TASK BRIEF
Should any entry hold a picture, omit that picture and copy the rest of the entry exactly.

Region pointing data
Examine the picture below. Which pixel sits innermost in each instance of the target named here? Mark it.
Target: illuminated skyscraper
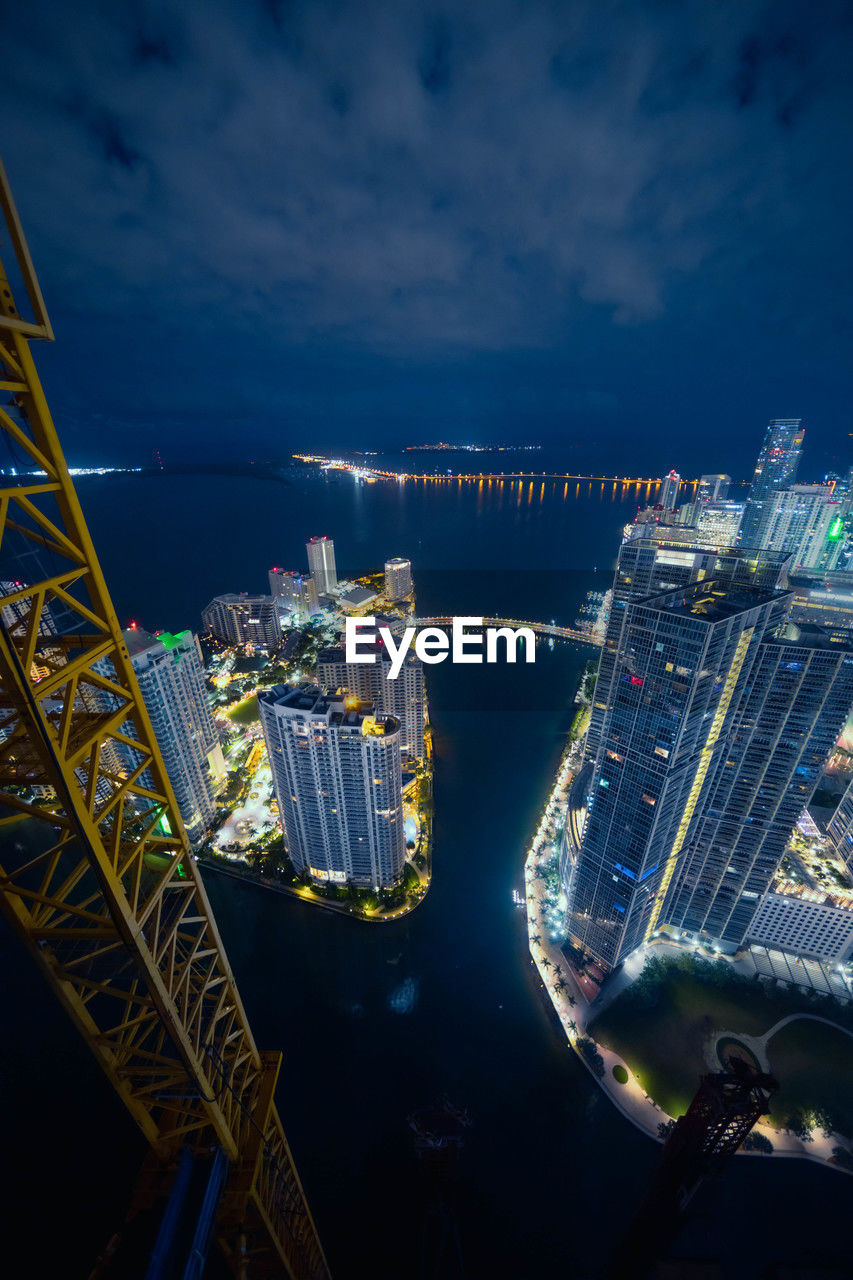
(320, 552)
(173, 689)
(714, 488)
(652, 565)
(397, 579)
(775, 469)
(338, 784)
(293, 593)
(670, 487)
(804, 520)
(840, 827)
(240, 618)
(401, 698)
(717, 723)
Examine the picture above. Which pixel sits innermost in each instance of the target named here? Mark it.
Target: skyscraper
(652, 565)
(802, 520)
(775, 469)
(172, 681)
(320, 552)
(714, 488)
(338, 782)
(670, 487)
(397, 579)
(240, 618)
(370, 681)
(840, 827)
(716, 727)
(293, 593)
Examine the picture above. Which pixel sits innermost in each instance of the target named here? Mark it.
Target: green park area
(664, 1023)
(813, 1064)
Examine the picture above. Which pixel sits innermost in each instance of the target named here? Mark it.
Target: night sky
(621, 228)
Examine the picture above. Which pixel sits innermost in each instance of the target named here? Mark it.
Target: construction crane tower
(100, 885)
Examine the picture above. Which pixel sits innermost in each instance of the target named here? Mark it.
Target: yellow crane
(103, 890)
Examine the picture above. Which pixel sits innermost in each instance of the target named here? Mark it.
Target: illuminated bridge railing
(543, 629)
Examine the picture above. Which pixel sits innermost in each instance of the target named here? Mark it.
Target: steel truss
(96, 874)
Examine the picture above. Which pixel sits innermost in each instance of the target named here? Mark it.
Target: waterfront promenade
(576, 1011)
(543, 629)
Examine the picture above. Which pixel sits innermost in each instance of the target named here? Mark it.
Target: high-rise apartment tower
(338, 782)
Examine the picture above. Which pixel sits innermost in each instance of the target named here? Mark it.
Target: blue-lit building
(775, 469)
(649, 565)
(338, 784)
(717, 721)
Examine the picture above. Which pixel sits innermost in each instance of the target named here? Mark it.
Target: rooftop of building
(807, 635)
(712, 600)
(240, 598)
(138, 640)
(334, 708)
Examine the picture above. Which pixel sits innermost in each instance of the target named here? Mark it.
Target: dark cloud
(429, 182)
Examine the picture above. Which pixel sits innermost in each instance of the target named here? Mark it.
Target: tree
(799, 1124)
(757, 1142)
(593, 1057)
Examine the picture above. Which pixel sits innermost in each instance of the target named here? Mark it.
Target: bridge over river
(543, 629)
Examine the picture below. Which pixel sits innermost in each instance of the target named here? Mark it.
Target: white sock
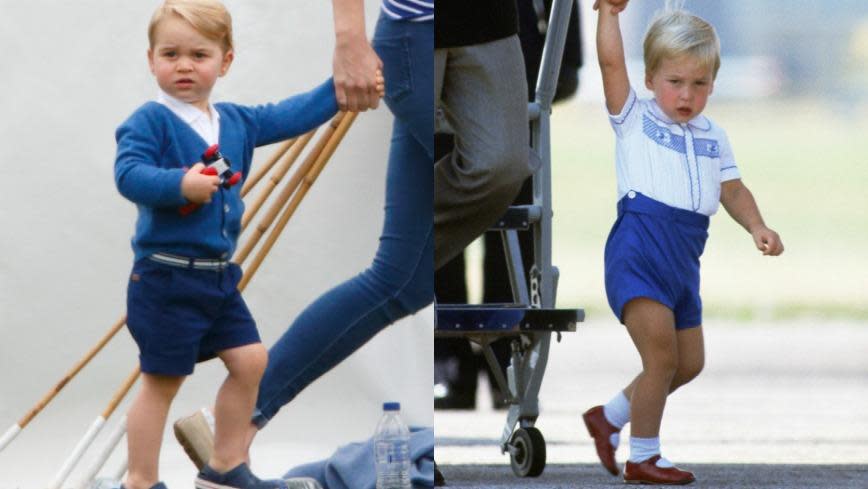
(617, 411)
(641, 449)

SOLUTION
Examine the picture below. Which pixel sits innermost in each instance of the target named here? Mark it.
Target: illuminated skyscraper
(320, 552)
(173, 689)
(714, 488)
(652, 565)
(397, 579)
(775, 469)
(338, 784)
(293, 593)
(670, 487)
(804, 520)
(840, 827)
(240, 618)
(401, 698)
(717, 723)
Examine the picture above. Which pixel sits innermost in each instance of the target named here? Mark it.
Target: skyscraper
(652, 565)
(802, 520)
(775, 469)
(172, 681)
(320, 552)
(714, 488)
(338, 782)
(670, 487)
(397, 579)
(240, 618)
(370, 681)
(840, 827)
(716, 727)
(293, 593)
Examine the picture above. Which pixel sits innermost in each instance of the target named here? Mark it.
Target: green park area
(664, 1023)
(813, 1064)
Examine the picture above. Which pixel sits innermost in each instance of the target named here? Mark it.
Target: night sky
(621, 228)
Examine the picture above. Which pixel sits innermost in each instance of the target named here? Mark it.
Target: construction crane tower
(100, 885)
Examine the picture above. Which pixel sits innermost in each instance of the target named here? Mark it.
Target: yellow crane
(103, 890)
Examine the picture above. Which pixel sits innermost in each instance of the target named here? Mark it.
Target: illuminated bridge railing
(543, 629)
Examine the picture above. Which pixel sits innermost in each instance of the target named here? Mark it.
Target: steel truss
(96, 874)
Examine the picture above. Which pixel sits innermost in each instance of the target named here? Mark it.
Target: waterfront promenade
(576, 1011)
(543, 629)
Examine the picture above. Which pixel sits innermost in each instance of the target named here? Mark it.
Target: high-rise apartment tower
(338, 782)
Examine the picture above. Which pixel sits innermost in each instance of the target named here? Mark it.
Target: blue-lit building
(775, 469)
(649, 565)
(338, 784)
(717, 721)
Examine the picture above. Which pixel sits innermost in each instance of the target named here? Mark it.
Target: rooftop of building
(807, 635)
(712, 600)
(240, 598)
(138, 640)
(334, 708)
Examine the picture above. Which pixel sits innermost in each instance of the target named here? Mark it.
Target: dark cloud
(429, 182)
Examine the picture above. Which pixel sits innermost in each instance of the target named here? Mark it.
Target: tree
(799, 1124)
(757, 1142)
(593, 1057)
Examine the picture above. Which pixel sits innermost in each instance of the target named here? Mark it.
Target: bridge over river
(543, 629)
Examine the picture below. Which pixel sits innermost in each instance of the target named here? Mark it.
Target: white sock
(617, 411)
(641, 449)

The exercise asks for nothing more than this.